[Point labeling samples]
==*==

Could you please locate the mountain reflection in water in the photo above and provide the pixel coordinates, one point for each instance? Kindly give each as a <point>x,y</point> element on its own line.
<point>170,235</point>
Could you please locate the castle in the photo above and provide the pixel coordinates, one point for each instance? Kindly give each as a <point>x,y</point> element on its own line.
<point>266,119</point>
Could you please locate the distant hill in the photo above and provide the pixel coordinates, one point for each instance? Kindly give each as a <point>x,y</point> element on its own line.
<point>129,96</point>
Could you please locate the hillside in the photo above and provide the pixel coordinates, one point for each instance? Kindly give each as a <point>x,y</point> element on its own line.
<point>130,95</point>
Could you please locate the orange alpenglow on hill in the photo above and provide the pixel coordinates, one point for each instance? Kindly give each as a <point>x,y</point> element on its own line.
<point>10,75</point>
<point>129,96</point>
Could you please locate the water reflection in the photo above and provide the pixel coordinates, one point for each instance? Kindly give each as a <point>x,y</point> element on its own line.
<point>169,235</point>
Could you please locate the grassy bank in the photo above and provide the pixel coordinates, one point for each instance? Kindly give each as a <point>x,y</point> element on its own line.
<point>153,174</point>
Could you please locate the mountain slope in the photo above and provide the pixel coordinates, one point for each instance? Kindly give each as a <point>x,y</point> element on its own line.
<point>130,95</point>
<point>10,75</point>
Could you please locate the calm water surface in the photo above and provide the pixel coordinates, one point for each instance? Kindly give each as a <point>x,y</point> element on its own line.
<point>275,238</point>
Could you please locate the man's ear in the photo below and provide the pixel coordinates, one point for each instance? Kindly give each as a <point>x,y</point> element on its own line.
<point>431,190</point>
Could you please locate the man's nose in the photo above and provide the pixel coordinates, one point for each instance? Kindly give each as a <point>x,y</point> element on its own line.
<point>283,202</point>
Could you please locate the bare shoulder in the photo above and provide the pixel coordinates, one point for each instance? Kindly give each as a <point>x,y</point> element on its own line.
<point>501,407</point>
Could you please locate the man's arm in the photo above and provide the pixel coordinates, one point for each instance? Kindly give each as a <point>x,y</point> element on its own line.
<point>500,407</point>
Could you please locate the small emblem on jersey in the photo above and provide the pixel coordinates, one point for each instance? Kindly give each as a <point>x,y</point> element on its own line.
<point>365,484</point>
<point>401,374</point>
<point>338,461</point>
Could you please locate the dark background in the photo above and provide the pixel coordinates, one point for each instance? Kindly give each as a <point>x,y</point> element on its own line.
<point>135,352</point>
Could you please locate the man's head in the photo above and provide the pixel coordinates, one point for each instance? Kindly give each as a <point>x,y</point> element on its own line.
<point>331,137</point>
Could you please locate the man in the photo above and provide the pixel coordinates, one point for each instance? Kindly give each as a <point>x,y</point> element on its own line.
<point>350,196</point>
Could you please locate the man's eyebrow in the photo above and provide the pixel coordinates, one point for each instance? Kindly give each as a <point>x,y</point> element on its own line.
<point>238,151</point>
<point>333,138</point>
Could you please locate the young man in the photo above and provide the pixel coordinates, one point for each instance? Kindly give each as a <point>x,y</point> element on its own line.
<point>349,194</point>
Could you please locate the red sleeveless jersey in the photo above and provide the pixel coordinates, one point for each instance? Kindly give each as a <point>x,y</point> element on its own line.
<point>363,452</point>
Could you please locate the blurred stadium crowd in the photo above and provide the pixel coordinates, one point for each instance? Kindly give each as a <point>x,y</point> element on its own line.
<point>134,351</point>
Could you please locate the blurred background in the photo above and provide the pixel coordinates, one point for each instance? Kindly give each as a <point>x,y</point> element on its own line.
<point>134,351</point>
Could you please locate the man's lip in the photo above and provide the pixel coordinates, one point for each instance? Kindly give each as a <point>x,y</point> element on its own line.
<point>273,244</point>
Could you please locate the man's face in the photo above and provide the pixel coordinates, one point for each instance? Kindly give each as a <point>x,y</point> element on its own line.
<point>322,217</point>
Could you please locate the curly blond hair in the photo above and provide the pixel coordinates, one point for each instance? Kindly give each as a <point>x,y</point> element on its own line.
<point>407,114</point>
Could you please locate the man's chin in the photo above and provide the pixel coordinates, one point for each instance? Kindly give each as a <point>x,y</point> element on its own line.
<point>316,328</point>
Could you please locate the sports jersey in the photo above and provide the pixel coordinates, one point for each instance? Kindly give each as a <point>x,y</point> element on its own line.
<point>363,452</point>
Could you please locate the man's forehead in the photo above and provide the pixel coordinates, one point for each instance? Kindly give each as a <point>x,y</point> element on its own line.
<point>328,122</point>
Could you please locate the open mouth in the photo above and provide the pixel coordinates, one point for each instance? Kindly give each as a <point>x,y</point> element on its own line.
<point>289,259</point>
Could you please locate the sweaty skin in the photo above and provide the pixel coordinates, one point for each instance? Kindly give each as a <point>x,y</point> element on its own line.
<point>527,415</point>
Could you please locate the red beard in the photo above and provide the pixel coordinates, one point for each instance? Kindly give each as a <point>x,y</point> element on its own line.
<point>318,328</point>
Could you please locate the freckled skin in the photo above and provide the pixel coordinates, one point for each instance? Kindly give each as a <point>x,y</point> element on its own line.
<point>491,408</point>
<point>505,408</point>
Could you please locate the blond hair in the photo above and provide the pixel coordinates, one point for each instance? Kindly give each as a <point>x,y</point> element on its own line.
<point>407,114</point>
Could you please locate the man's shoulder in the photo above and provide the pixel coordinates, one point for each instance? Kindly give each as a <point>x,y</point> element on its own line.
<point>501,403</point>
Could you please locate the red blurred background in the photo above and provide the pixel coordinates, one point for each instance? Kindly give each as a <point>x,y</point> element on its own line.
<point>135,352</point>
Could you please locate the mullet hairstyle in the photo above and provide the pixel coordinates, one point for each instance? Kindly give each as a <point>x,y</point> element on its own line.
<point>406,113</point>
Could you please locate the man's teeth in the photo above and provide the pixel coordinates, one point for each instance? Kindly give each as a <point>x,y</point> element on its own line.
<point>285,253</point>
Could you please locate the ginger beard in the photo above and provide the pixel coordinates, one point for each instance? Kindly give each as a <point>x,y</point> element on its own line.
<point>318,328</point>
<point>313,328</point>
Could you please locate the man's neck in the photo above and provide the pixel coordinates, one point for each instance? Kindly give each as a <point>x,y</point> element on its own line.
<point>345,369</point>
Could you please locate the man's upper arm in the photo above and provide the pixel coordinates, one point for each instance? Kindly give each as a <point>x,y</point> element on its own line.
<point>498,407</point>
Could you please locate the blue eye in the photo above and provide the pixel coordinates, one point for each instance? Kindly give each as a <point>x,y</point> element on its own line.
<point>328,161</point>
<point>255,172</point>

==*==

Rewrite all of the lines above, swapping every "Kindly give" for "Please write" and keeping everything else the same.

* **Expected answer**:
Could you please locate the mountain reflection in water in the photo above and provide the pixel coordinates, one point for each instance? Please write each as a <point>x,y</point> element on its own line.
<point>170,235</point>
Could you please locate the castle in the photo above and provide the pixel coordinates, one point for each instance? Please write each as a <point>x,y</point> element on its own line.
<point>266,119</point>
Could you please locate the distant hill in the photo above and provide the pixel coordinates, one point for each instance? Please write each as a <point>x,y</point> element on its own line.
<point>129,96</point>
Could you please locate the hillside in the photo above and provide the pixel coordinates, one point for each instance? Please write each as a <point>x,y</point> element on its own line.
<point>130,95</point>
Could you please locate the orange alpenglow on hill in the photo above and provide the pixel coordinates, one point for each instance? Please write each as a <point>x,y</point> element on its own line.
<point>10,75</point>
<point>129,96</point>
Could you please locate the water reflection in the photo above and provide the pixel coordinates, one point for each instance? Please write each as a <point>x,y</point> element on its own line.
<point>169,235</point>
Could you please locate the grassy bank in the photo above and provide the pixel coordinates, one point for each instance? Please write each as a <point>x,y</point> element on its own line.
<point>153,174</point>
Could you please locate the mountain slope in the photo above and provide the pixel coordinates, one point for each instance? Please write each as a <point>x,y</point> element on its own line.
<point>130,95</point>
<point>10,75</point>
Could you please locate the calm water surface in the photo above and provide the pixel coordinates, one point for each instance? Please write each as a <point>x,y</point> element on its own line.
<point>275,238</point>
Could you please locate the man's ear in the photo below and provide the pixel coordinates, one point for each instance? Please write each as a <point>x,y</point> element on its own line.
<point>431,190</point>
Could you please locate the man's nose in the photo above and provide the pixel coordinates, one point for each instance? Please write each as a <point>x,y</point> element on its own line.
<point>283,202</point>
Could you please locate the bare shoulder in the photo above and provide the pixel coordinates, one point for each instance? Please write each as a <point>x,y</point> element on its own line.
<point>501,407</point>
Could you please locate the man's arm in the photo above and provide the pixel coordinates, one point for each instance? Please write each as a <point>x,y</point> element on its own line.
<point>500,407</point>
Could you please locate the small emblem on jersey in the photo above and provide the pixel coordinates, one point for each instance? Please write each as a <point>x,y</point> element on its own line.
<point>365,484</point>
<point>401,374</point>
<point>338,461</point>
Could you please locate the dark background in the photo above and provide the pixel coordinates, one point for each instance? Please write each as a <point>x,y</point> element on its own line.
<point>135,352</point>
Could you please locate the man's head in the photo above and provide the pixel coordinates, one point for each instance? Please write each as a <point>x,y</point> element on its own line.
<point>331,137</point>
Could you please locate the man in the photo above and provide the pixel coordinates, one point for each instance? Please write each as a <point>x,y</point> element on its own line.
<point>350,196</point>
Could you please locate the man's eyebrow in the photo above and provide the pixel coordinates, one point for each instance? Please write each as a <point>x,y</point> element on its own line.
<point>238,151</point>
<point>333,138</point>
Could you please locate the young man in the photo above and provide the pixel coordinates, one point for each instance? Please write each as a <point>x,y</point> element on its own line.
<point>349,194</point>
Could you please locate the red sleeveless jersey in the photo above and provide the pixel coordinates, one point for each instance? Please write each as a <point>x,y</point> element on its own line.
<point>363,452</point>
Could you please locate the blurred stadium crowd in the photo above and provide the pixel coordinates, one point for each instance? Please write each as a <point>x,y</point> element on its own line.
<point>134,351</point>
Could you please locate the blurred background in the photo above and provide the pixel coordinates, one point for each instance? Please write each as a <point>x,y</point> element on its own line.
<point>134,351</point>
Could you please locate the man's lip in the photo above and provide the pixel coordinates, one point for each instance? Please write each as a <point>x,y</point> element on its own line.
<point>273,244</point>
Could you please locate the man's face in the photo above and provide the pixel coordinates, one point for each instance? Please write each as a <point>x,y</point> element on its own line.
<point>322,217</point>
Could you please locate the curly blond hair in the photo above and provide the pixel coordinates, one point for each instance? Please write each as a <point>x,y</point> element on its own line.
<point>407,114</point>
Could you please locate the man's chin in the photo above and provide the pixel coordinates, one point for each instance? Please write each as a <point>x,y</point> element on its own line.
<point>316,328</point>
Could you please locate the sports jersey in the photo above and provide the pixel coordinates, one point for each instance? Please write each as a <point>x,y</point> element on its own line.
<point>363,452</point>
Could you please locate the man's forehead in the photo above and provide the pixel coordinates, one point for each instance? Please write each as a <point>x,y</point> element on its own line.
<point>328,122</point>
Could you please locate the open mouth in the photo above and provide the pixel coordinates, one point for each instance? Please write each as a <point>x,y</point> element on its own line.
<point>289,259</point>
Could you please locate the sweaty skin in the photo above and provide the pixel coordinates, one point for each instance? Please write each as a <point>x,y</point> element on its own line.
<point>527,415</point>
Could you please locate the red beard in the photo above and provide the pixel coordinates, one point for each instance? Please write each as a <point>x,y</point> element on its own line.
<point>318,328</point>
Could you please locate the freckled skin in the photo above and provide the pixel coordinates, one point for each instance? Please write each as a <point>x,y</point> element on its own line.
<point>491,408</point>
<point>505,408</point>
Could you please locate the blond hair in the photo above and provide the pixel coordinates, one point for each instance? Please write each as a <point>x,y</point> element on its own line.
<point>407,114</point>
Could you please locate the man's shoulder in the photo above and provide the pixel coordinates, one point for each instance? Please write each as a <point>x,y</point> element on its own line.
<point>501,403</point>
Could you please locate the red blurred background in the photo above and provide the pixel coordinates, one point for each instance? Please write each as a <point>x,y</point> element on its own line.
<point>135,352</point>
Could you please locate the mullet hairstyle in the photo above and provide the pixel coordinates, one point for each instance? Please write each as a <point>x,y</point> element on its own line.
<point>406,113</point>
Could you please locate the man's teeth in the photo above and provide the pixel coordinates, one point for each instance? Please write each as a <point>x,y</point> element on its own line.
<point>285,253</point>
Could you please locate the ginger beard in the photo above and provide the pixel coordinates, one point for each instance? Please write each as a <point>x,y</point> element on its own line.
<point>318,328</point>
<point>313,328</point>
Could you please locate the man's neck in the photo above and provide the pixel coordinates, one point for each instance? Please write each as a <point>x,y</point> element on its own line.
<point>345,369</point>
Could you please locate the man's upper arm in the photo above and provide the pixel coordinates, one point for each instance? Please write each as a <point>x,y</point> element on its own line.
<point>498,407</point>
Could you please locate the blue eye in the photo above and provide the pixel coordinates, one point for each instance? Please write each as a <point>x,y</point> element on its own line.
<point>328,161</point>
<point>255,172</point>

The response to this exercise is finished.